* Data *

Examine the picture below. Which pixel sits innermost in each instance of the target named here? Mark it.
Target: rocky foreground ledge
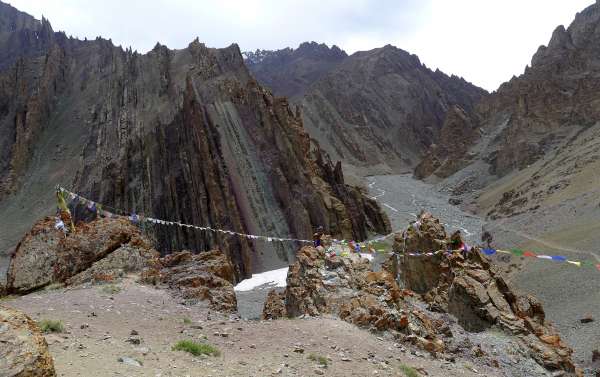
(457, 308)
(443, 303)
* * *
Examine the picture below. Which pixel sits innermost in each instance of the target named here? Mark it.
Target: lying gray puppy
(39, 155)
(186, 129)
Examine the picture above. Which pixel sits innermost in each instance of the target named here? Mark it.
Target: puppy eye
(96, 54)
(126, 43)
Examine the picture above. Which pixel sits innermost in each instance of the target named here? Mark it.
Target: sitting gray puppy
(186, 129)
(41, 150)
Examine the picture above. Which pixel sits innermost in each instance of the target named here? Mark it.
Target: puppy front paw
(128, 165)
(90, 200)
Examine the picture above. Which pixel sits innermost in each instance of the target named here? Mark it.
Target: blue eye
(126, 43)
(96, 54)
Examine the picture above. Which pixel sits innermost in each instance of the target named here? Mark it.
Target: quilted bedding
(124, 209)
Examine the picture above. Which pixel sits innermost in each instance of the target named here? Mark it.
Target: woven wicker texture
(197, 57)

* Work to do *
Show every line above that contains the word "gray", copying each one in full.

* Task result *
Target: lying gray puppy
Target: sitting gray puppy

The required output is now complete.